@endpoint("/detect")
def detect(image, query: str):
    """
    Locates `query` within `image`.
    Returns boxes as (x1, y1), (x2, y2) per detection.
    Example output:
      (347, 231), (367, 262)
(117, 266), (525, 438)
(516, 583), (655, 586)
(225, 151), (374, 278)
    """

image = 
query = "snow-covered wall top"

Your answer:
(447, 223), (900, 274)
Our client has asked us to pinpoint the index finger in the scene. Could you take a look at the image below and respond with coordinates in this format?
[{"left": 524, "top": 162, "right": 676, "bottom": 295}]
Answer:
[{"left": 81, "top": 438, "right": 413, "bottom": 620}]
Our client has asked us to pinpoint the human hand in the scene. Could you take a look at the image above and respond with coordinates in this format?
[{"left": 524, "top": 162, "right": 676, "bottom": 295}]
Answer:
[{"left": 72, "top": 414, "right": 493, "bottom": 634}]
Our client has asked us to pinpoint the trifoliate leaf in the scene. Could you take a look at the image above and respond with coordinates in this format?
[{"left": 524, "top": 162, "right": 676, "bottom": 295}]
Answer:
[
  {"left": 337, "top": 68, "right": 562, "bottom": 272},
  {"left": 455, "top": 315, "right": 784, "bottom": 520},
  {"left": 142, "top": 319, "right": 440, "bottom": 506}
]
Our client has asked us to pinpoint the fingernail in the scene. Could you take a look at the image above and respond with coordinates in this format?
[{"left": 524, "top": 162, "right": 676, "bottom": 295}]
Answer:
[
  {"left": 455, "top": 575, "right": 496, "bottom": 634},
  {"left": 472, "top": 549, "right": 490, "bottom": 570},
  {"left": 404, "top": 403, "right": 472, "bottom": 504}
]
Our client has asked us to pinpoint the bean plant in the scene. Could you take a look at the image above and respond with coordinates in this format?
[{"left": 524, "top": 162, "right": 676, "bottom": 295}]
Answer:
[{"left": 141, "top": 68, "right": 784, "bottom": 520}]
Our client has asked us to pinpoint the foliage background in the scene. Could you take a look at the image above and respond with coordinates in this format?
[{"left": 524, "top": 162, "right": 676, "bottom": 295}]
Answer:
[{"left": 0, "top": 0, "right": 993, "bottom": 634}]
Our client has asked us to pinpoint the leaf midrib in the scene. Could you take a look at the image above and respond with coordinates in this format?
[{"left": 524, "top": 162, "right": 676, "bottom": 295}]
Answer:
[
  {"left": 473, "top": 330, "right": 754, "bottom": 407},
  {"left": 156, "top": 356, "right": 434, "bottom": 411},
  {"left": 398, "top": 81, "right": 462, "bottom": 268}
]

● ● ●

Task. Rewrite the stretch of entries above from the line containing "Our client has asked us to pinpoint the bean" through the end, replacing "Our client" with "The customer" and leaving everything else unchanged.

Written answer.
The customer has asked us to pinpoint the bean plant in the scene. Could you take a look at the image above and respond with coordinates in this format?
[{"left": 524, "top": 162, "right": 676, "bottom": 295}]
Answer:
[{"left": 141, "top": 68, "right": 784, "bottom": 520}]
The customer has asked us to pinpoint the foliage background in the scene. Could you take a look at the image above and respond with coordinates in this format?
[{"left": 524, "top": 162, "right": 676, "bottom": 295}]
Answer:
[{"left": 0, "top": 0, "right": 993, "bottom": 634}]
The customer has asked us to pinpoint the leaf midrib in the scene. Could you take a look at the image above and respond with coordinates in this format?
[{"left": 524, "top": 162, "right": 676, "bottom": 295}]
Answer:
[
  {"left": 473, "top": 330, "right": 754, "bottom": 407},
  {"left": 156, "top": 356, "right": 434, "bottom": 411},
  {"left": 398, "top": 81, "right": 462, "bottom": 268}
]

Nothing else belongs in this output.